Problem statement: Can you write out every line of the material below word for word, leaving the pictures out of your answer?
——————————
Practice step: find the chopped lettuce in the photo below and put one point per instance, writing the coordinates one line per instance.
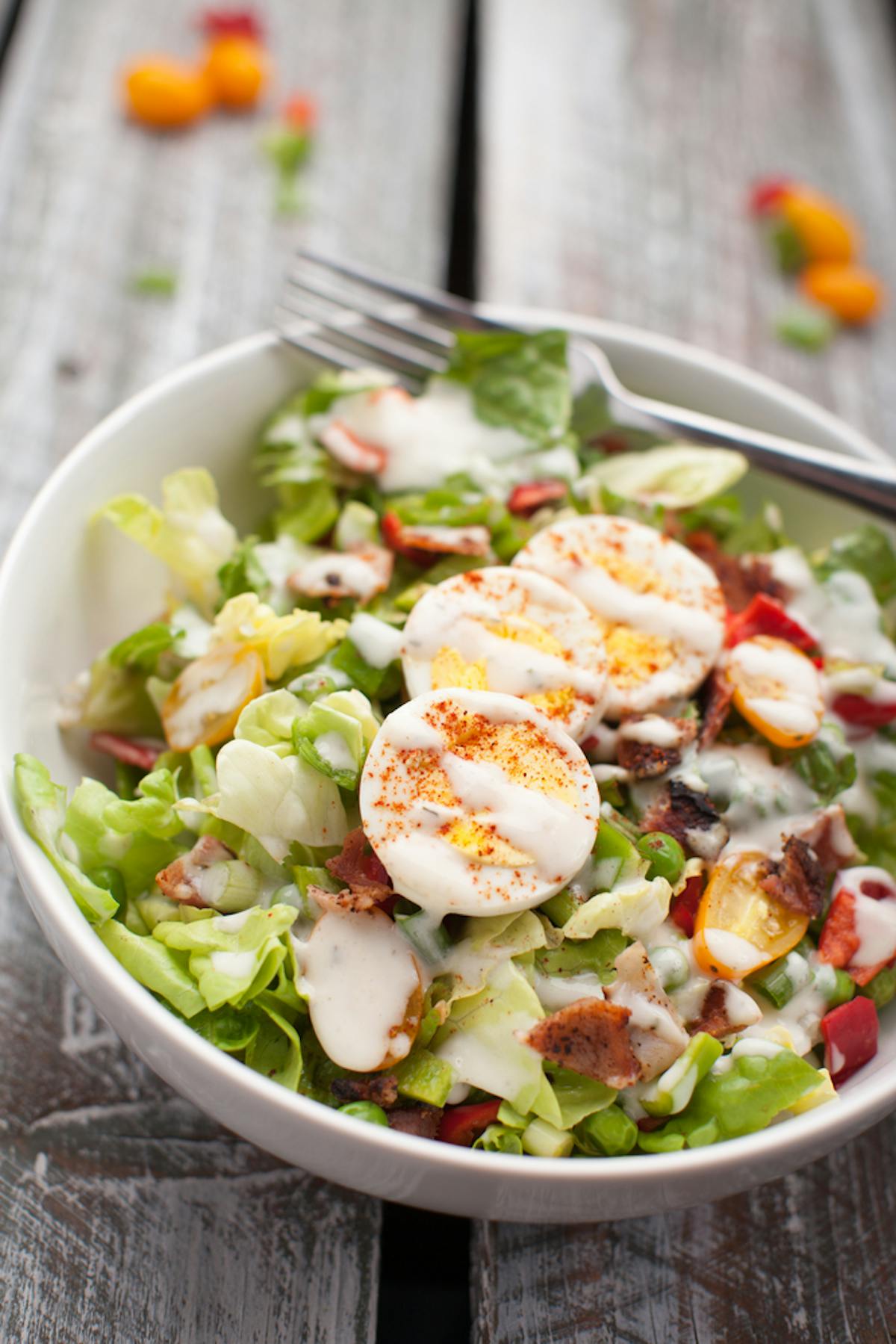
(519, 381)
(190, 533)
(43, 812)
(231, 957)
(284, 642)
(159, 968)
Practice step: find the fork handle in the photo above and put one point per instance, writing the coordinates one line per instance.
(868, 484)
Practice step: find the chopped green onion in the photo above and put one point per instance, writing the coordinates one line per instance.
(672, 1090)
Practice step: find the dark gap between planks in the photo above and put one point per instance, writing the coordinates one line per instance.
(425, 1258)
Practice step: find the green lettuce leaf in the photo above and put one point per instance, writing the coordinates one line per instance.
(43, 812)
(231, 957)
(188, 534)
(516, 380)
(153, 965)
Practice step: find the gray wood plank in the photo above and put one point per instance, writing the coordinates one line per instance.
(124, 1214)
(618, 141)
(617, 146)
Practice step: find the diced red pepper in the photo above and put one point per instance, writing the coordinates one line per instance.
(684, 908)
(768, 195)
(864, 713)
(464, 1124)
(128, 750)
(766, 616)
(532, 495)
(839, 941)
(850, 1038)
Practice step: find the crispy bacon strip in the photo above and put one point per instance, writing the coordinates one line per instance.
(718, 694)
(657, 1036)
(382, 1089)
(688, 816)
(180, 881)
(361, 870)
(421, 1120)
(648, 760)
(724, 1009)
(797, 879)
(591, 1038)
(741, 575)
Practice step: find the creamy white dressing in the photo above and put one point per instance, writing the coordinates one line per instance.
(378, 642)
(527, 632)
(359, 976)
(423, 439)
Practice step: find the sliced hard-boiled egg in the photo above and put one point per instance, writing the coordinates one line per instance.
(509, 631)
(660, 608)
(777, 688)
(739, 926)
(477, 802)
(363, 987)
(208, 696)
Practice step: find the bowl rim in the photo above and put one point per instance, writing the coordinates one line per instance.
(825, 1125)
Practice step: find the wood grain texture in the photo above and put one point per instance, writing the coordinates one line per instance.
(124, 1214)
(617, 146)
(617, 143)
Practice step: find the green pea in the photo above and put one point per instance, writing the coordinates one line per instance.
(665, 855)
(367, 1110)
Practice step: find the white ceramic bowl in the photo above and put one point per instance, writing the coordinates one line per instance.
(55, 616)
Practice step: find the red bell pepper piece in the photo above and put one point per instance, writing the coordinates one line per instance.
(766, 616)
(850, 1038)
(684, 908)
(128, 750)
(864, 713)
(768, 195)
(464, 1124)
(532, 495)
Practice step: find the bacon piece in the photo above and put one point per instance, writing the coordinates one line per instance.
(423, 545)
(741, 575)
(718, 694)
(361, 573)
(181, 881)
(420, 1120)
(351, 450)
(591, 1038)
(645, 760)
(532, 495)
(724, 1009)
(361, 871)
(829, 836)
(688, 816)
(797, 879)
(382, 1089)
(140, 752)
(656, 1031)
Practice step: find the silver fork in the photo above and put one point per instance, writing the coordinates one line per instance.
(348, 316)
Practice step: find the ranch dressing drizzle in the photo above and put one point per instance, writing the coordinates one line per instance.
(358, 976)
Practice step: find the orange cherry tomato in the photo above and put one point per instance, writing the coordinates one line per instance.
(822, 227)
(777, 688)
(741, 928)
(166, 93)
(208, 696)
(853, 294)
(238, 70)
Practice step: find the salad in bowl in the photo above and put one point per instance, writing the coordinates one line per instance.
(509, 785)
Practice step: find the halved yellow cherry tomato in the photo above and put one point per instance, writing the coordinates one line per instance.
(741, 928)
(825, 232)
(777, 688)
(208, 696)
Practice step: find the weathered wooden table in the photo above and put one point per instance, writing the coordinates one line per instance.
(613, 143)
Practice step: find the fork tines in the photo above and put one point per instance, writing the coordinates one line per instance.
(352, 316)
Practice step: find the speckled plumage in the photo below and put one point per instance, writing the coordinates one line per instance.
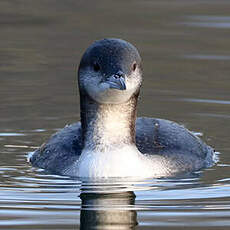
(108, 124)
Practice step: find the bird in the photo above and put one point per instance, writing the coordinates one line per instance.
(109, 140)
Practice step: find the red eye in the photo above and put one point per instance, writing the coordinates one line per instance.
(96, 67)
(134, 66)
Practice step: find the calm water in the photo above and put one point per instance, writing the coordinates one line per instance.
(185, 46)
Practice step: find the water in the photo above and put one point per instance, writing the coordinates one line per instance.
(185, 47)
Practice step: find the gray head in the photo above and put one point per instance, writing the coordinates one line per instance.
(110, 71)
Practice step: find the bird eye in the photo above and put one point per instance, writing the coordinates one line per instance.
(96, 67)
(134, 66)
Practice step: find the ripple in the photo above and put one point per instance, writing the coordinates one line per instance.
(208, 21)
(208, 57)
(12, 134)
(222, 102)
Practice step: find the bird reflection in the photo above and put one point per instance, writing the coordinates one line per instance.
(112, 210)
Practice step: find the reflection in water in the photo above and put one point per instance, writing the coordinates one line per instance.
(107, 210)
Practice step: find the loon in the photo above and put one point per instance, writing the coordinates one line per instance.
(110, 141)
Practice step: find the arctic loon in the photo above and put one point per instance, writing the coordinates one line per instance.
(110, 141)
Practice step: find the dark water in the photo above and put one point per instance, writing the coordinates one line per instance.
(185, 47)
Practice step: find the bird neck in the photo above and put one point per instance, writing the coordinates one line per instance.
(107, 125)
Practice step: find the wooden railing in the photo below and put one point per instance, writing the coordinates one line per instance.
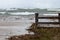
(54, 17)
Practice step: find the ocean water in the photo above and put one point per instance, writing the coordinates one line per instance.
(9, 26)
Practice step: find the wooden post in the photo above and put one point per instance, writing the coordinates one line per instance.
(36, 19)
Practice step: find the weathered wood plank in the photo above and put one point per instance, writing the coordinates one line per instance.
(48, 23)
(48, 17)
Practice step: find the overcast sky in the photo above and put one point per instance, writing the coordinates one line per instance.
(29, 3)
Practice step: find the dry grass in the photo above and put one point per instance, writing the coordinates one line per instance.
(41, 33)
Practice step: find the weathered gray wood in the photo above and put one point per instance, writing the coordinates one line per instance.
(48, 17)
(48, 23)
(36, 18)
——————————
Correct response:
Practice step: find the chopped lettuce in the photo below and put one point per instance, writing the coordinates one line per instance.
(519, 381)
(190, 533)
(43, 812)
(231, 957)
(284, 642)
(159, 968)
Practice step: find the fork handle in the photo above and put one point per instance, writing the coordinates one line per instance.
(868, 484)
Practice step: find the chopped green onion in the photo above and put one point per instance, writing the coordinates one line per instance.
(672, 1090)
Practice step: find the dark gap between planks in the photo above and put one point per instance, writing the coordinates one line per instance.
(425, 1258)
Practice step: find the green lettuce leaf in the photo above and put one point per instance, writing the coordinates one line per instance.
(43, 812)
(231, 957)
(188, 534)
(516, 380)
(153, 965)
Practice step: find the gray wood plank in the photo above and put one point per instance, writing the coordinates one line per instance.
(124, 1214)
(618, 141)
(617, 146)
Practice step: find the diced red pepper in the photo above and put one point per instance, writing the coordinates one line per instance.
(684, 908)
(768, 195)
(864, 713)
(464, 1124)
(128, 750)
(766, 616)
(532, 495)
(839, 941)
(850, 1038)
Practice step: find the crispy bacon strip in the photo above and put one point per instance, writing the coordinates one line per instance.
(718, 694)
(657, 1036)
(382, 1089)
(688, 816)
(180, 881)
(361, 870)
(421, 1120)
(648, 760)
(724, 1009)
(797, 879)
(591, 1038)
(741, 575)
Practice step: find the creamy white dressing in the photo above and put one point per instance, writing the coordinates one line per instance.
(378, 642)
(527, 632)
(359, 976)
(423, 439)
Practice step: find the sliced hard-boiled egg in the photo above and put one point per instance, writing the coordinates one line per instance.
(509, 631)
(660, 608)
(777, 688)
(739, 926)
(477, 802)
(363, 987)
(208, 696)
Practice step: find the bowl rim in the photo above and put one point per instance, writing the coordinates one line per instance.
(825, 1125)
Practice step: find the wood grain texture in the photo above and put one point per instance, writing the coordinates one line per instance.
(124, 1214)
(617, 146)
(617, 143)
Practice step: find the green pea in the photo above and put one point per instance, writing the coordinates one line per instance.
(665, 855)
(367, 1110)
Practice step: find the white ceramic bowl in the photo above and put one point per instance, writing the coordinates one line per instance.
(55, 616)
Practice step: find the red bell pepper piece in the photo above and put one point per instance, writing the coordinates one line per instance.
(766, 616)
(850, 1038)
(684, 908)
(128, 750)
(864, 713)
(768, 195)
(464, 1124)
(532, 495)
Practice step: find the bacon piece in the photo above and put one point per instance, writing the coordinates one line per instance.
(423, 545)
(741, 575)
(718, 694)
(361, 573)
(181, 881)
(420, 1120)
(351, 450)
(591, 1038)
(645, 760)
(532, 495)
(724, 1009)
(361, 871)
(829, 836)
(688, 816)
(797, 879)
(382, 1089)
(140, 752)
(656, 1031)
Practice step: find the silver fork in the photo above and put one point per instance, writing the coordinates one line per instance.
(348, 316)
Practice step: find the ranch dressing drizzle in the photo above and put one point per instance, writing the coordinates one line per instance.
(358, 976)
Practice step: find the orange cherry tomato in the photo above and put one point per instance, writing the coordinates one line per instance.
(822, 227)
(777, 688)
(741, 928)
(166, 93)
(208, 696)
(853, 294)
(238, 70)
Practice step: find the salad in bowl in the photo above and put one point per instance, writing the coordinates one line per instance.
(509, 785)
Practice step: find the halved yellow cherry tomato in the photo above and put one point per instance, writing the coordinates one line per instance.
(741, 928)
(825, 232)
(777, 688)
(208, 696)
Practice step: find the weathered wooden table in the photo above and put one point per instance, writing the coordinates one line per instance.
(613, 143)
Practice step: find the fork tines in the photo above and put one point per instance, writing the coordinates one line per instance.
(352, 316)
Practice step: find the speckled plumage in the photo below and put one point per instance, writing the coordinates one line per instance.
(108, 124)
Practice step: find the bird in the photo above and put one point per instance, writing the coordinates one line per instance.
(109, 140)
Practice step: find the red eye in the photo above and put one point per instance, writing the coordinates one line per instance.
(96, 67)
(134, 66)
Practice step: find the calm water in the photo above and put one point per instance, writing the coordinates one line per instance.
(185, 46)
Practice step: find the water in the photo above and put one point per instance, writing the coordinates one line per instance.
(185, 47)
Practice step: find the gray head in the photo above and put one point per instance, writing the coordinates one line per instance.
(110, 71)
Practice step: find the bird eye in the photo above and put one point per instance, writing the coordinates one line per instance.
(96, 67)
(134, 66)
Practice step: find the ripple in the photo above and put one point per instance, writing the coordinates one line per instance.
(208, 21)
(208, 57)
(12, 134)
(222, 102)
Practice step: find the bird reflection in the photo above and put one point per instance, writing the coordinates one line per instance.
(112, 210)
Practice step: find the reflection in water in the photo above and put one point per instance, writing the coordinates one line per instance.
(107, 210)
Practice step: find the loon in the photo above and put one point per instance, writing the coordinates one line per instance.
(110, 141)
Practice step: find the arctic loon in the photo above and put one point per instance, writing the coordinates one line per instance.
(110, 141)
Practice step: find the dark water in the photo above and put one point per instance, writing the coordinates one line per instance.
(185, 47)
Practice step: find the bird neck in the photo above and put one point per instance, writing the coordinates one line per instance.
(107, 125)
Practice step: find the wooden railing in the photo below and put one point per instance, writing the coordinates one line per instance.
(54, 17)
Practice step: find the ocean water in the photo above and put one point per instance, writing the coordinates one line per instance.
(9, 26)
Practice step: find the wooden post in the photo above and put one point per instance, writing the coordinates one line per instance.
(36, 19)
Practice step: find the weathered wood plank in the photo above and put one point per instance, writing the coordinates one line per instance.
(48, 23)
(48, 17)
Practice step: find the overcast sky in the photo above and put one point per instance, writing the coordinates one line per instance.
(29, 3)
Practice step: find the dry grass in the photo above and put one point per instance, writing the coordinates one line per instance.
(41, 33)
Practice step: find the weathered gray wood in the photo above and put one point per instance, writing the coordinates one line per instance.
(48, 17)
(48, 23)
(36, 18)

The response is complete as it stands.